Description of the task:
The response must consist of all the records, retyped exactly.

Extracted records:

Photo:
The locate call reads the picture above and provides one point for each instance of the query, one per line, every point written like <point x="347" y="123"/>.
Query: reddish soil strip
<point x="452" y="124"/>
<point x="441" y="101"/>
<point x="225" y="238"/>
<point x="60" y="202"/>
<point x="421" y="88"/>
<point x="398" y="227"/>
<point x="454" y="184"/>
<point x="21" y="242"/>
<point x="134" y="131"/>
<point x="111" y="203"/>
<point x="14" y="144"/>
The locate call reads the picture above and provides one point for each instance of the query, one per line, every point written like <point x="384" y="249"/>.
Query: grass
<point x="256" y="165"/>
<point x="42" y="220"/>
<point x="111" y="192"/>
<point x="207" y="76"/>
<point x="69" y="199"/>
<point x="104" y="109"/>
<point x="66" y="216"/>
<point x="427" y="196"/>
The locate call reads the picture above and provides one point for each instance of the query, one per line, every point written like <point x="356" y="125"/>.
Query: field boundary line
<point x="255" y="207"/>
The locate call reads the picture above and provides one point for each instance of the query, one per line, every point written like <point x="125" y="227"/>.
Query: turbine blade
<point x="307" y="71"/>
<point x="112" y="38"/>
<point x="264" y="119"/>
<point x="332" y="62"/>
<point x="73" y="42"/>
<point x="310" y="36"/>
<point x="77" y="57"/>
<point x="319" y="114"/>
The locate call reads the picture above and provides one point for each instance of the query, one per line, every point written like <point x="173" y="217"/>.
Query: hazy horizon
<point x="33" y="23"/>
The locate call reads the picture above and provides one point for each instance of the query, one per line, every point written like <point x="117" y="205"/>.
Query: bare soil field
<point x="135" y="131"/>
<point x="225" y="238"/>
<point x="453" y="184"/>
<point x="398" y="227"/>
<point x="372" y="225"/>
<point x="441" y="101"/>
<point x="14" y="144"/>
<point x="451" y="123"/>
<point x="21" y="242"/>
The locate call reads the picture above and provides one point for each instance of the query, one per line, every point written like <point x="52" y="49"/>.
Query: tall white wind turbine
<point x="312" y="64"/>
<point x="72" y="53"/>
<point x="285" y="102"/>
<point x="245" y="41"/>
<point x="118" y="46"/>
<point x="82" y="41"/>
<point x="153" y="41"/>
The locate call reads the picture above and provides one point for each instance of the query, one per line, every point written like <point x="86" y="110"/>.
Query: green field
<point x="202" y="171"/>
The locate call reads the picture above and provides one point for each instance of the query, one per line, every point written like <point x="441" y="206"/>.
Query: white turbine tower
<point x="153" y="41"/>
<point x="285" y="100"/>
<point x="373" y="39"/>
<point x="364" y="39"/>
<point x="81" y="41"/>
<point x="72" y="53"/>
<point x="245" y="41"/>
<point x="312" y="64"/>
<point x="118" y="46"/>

Solved exercise:
Photo:
The locate call reads the picture above and provides one point for each instance of the query, one per line, every point written like <point x="347" y="123"/>.
Query: reddish soil strip
<point x="452" y="124"/>
<point x="441" y="101"/>
<point x="225" y="238"/>
<point x="60" y="202"/>
<point x="421" y="88"/>
<point x="398" y="227"/>
<point x="454" y="184"/>
<point x="21" y="242"/>
<point x="134" y="131"/>
<point x="111" y="203"/>
<point x="14" y="144"/>
The locate call reads the picture above and provides one point for each instance of the query, one per line, every point written like <point x="384" y="249"/>.
Query: grass
<point x="256" y="165"/>
<point x="42" y="220"/>
<point x="111" y="192"/>
<point x="207" y="76"/>
<point x="69" y="199"/>
<point x="104" y="109"/>
<point x="66" y="216"/>
<point x="427" y="196"/>
The locate call reads the picture above and provides one point for each instance of the query, one per line, every point written like <point x="356" y="125"/>.
Query: field boundary line
<point x="255" y="207"/>
The locate call reads the picture above and provides one point for each instance of the query, one per line, every point written like <point x="125" y="227"/>.
Query: turbine blade
<point x="307" y="71"/>
<point x="112" y="38"/>
<point x="264" y="119"/>
<point x="332" y="62"/>
<point x="73" y="42"/>
<point x="310" y="36"/>
<point x="77" y="57"/>
<point x="319" y="114"/>
The locate call reads the picture above and provides one point for each instance of the query, one per line, every point written like <point x="173" y="217"/>.
Query: hazy horizon
<point x="33" y="23"/>
The locate call reads the picture above and provides one point for each instance of the query, one per line, every point written like <point x="117" y="205"/>.
Query: bare soil field
<point x="135" y="131"/>
<point x="225" y="238"/>
<point x="453" y="184"/>
<point x="398" y="227"/>
<point x="372" y="225"/>
<point x="441" y="101"/>
<point x="14" y="144"/>
<point x="451" y="123"/>
<point x="21" y="242"/>
The locate call reads the picture above and provides one point for each instance of the query, one per line, every point written like <point x="52" y="49"/>.
Query: tall white wind turbine
<point x="312" y="64"/>
<point x="72" y="53"/>
<point x="285" y="102"/>
<point x="245" y="41"/>
<point x="118" y="46"/>
<point x="82" y="41"/>
<point x="153" y="41"/>
The locate call reads the picture above and provides one point for each instance of the query, one per line, every point written like <point x="86" y="110"/>.
Query: green field
<point x="202" y="171"/>
The locate call reads the picture above and provides one point for each instance of the query, one per line, every point written like <point x="441" y="206"/>.
Query: white turbine tower
<point x="153" y="41"/>
<point x="285" y="100"/>
<point x="373" y="39"/>
<point x="364" y="39"/>
<point x="81" y="41"/>
<point x="72" y="53"/>
<point x="245" y="41"/>
<point x="312" y="64"/>
<point x="118" y="46"/>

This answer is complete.